■ Was zu tun ist
1. Gib aus dem Text über Darwins Arbeit an den Rankenfüßern den Abschnitt von „Da kam Darwin“ bis einschließlich „nicht so sicher.“ wortgetreu wieder.
2. Welche Auszeichnung erhielt Darwin laut dem Text über Darwins Arbeit an den Rankenfüßern für diese Arbeit?
══ Ausgewählter Auszug ══
Und so begann er mit der Arbeit an den Rankenfüßern. Zu diesem Zeitpunkt war Darwin schon bekannt: als junger Weltreisender, Abenteurer und Naturforscher, der einen viel gelesenen Reisebericht geschrieben hatte, die "Fahrt mit der 'Beagle'“. Fast zehn Jahre später erhielt er für seine Rankenfüßer-Arbeit die höchste wissenschaftliche Auszeichnung seiner Zeit, die Royal Medal der Royal Society in London. Erst jetzt war auch sein Ruf als exzellenter Wissenschaftler gefestigt.
Die Entdeckung von etwas Einzigartigem
Vier gewichtige Bücher über die Cirripedien, die bis heute als Standardwerk gelten, die Royal Medal und ein unverbrüchlich guter Ruf, das war schon einiges. Dennoch teilte Darwin im Grunde die Ansicht seines ehemaligen Lehrers und Mentors, des Botanikers John Henslow, der meinte: "Wie wunderbar auch immer eine wissenschaftliche Untersuchung sein mag - wenn sie gänzlich unanwendbar ist, dann ist sie nicht mehr von Nutzen als Luftschlösser zu bauen."
Da kam Darwin eine Entdeckung an einer Entenmuschelart mit Namen Ibla gerade recht, wie die Britin Rebecca Stott für ihr Buch "Darwin and the Barnacle" - Darwin und die Rankenfüßer - recherchierte.
Er hatte etwas Außergewöhnliches im Körper eines Ibla-Exemplars entdeckt, etwas, das so klein war, dass man es nur im Mikroskop sehen konnte, über dessen große Bedeutung er aber monatelang grübeln würde. Das war auf jeden Fall besser als Luftschlösser zu bauen! Ob es auch brauchbar sein würde, war er sich allerdings noch nicht so sicher.
═══
══ Die Daten ══
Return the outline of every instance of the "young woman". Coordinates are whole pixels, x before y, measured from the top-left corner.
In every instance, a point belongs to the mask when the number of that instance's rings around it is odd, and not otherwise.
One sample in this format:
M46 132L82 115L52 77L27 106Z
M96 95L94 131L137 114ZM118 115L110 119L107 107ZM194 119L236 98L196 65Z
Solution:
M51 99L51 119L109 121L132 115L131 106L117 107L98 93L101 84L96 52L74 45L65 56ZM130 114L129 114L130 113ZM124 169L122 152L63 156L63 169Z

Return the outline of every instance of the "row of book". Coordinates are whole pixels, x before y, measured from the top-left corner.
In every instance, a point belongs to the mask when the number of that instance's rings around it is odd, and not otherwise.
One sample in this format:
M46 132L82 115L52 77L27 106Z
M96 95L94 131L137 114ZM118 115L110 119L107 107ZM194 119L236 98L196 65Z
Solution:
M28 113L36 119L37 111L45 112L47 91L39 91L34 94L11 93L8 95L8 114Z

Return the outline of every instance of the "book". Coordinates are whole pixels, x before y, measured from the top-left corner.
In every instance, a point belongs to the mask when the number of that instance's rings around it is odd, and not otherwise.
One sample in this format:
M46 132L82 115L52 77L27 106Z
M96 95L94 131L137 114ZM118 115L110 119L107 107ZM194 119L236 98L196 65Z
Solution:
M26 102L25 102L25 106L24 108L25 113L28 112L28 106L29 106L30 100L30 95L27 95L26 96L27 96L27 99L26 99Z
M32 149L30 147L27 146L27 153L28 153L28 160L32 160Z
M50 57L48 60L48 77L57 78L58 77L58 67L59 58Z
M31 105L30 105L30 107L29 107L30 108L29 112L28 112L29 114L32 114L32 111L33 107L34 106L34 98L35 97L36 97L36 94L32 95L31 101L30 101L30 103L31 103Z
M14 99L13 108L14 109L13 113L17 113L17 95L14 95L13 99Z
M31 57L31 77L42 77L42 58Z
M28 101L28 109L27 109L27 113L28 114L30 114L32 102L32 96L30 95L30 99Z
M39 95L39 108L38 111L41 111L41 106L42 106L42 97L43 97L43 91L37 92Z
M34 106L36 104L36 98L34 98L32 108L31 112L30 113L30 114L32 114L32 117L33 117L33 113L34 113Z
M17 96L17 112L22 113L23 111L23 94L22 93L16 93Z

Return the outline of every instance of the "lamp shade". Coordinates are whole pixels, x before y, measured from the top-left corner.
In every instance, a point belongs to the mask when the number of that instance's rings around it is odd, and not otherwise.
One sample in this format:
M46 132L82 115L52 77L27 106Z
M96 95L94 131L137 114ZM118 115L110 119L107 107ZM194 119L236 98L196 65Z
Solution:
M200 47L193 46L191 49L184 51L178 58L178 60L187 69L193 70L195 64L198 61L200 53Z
═══
══ Die Daten ══
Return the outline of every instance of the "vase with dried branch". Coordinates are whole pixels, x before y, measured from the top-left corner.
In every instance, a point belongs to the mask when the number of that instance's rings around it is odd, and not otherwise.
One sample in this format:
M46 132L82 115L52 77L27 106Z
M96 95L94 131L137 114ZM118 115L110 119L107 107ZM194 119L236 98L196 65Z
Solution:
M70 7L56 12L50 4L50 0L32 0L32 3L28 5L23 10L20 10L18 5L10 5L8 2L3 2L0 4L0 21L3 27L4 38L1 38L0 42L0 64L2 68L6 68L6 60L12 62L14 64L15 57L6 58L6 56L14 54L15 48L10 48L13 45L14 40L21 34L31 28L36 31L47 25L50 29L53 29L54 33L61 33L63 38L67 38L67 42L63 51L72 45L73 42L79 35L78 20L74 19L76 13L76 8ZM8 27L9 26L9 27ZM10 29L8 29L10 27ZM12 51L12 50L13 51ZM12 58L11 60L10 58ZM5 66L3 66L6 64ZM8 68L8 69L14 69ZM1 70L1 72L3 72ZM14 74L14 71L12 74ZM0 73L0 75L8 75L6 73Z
═══
■ Lösungen folgen
1.
Da kam Darwin eine Entdeckung an einer Entenmuschelart mit Namen Ibla gerade recht, wie die Britin Rebecca Stott für ihr Buch "Darwin and the Barnacle" - Darwin und die Rankenfüßer - recherchierte.
Er hatte etwas Außergewöhnliches im Körper eines Ibla-Exemplars entdeckt, etwas, das so klein war, dass man es nur im Mikroskop sehen konnte, über dessen große Bedeutung er aber monatelang grübeln würde. Das war auf jeden Fall besser als Luftschlösser zu bauen! Ob es auch brauchbar sein würde, war er sich allerdings noch nicht so sicher.

2. Er erhielt die Royal Medal der Royal Society in London.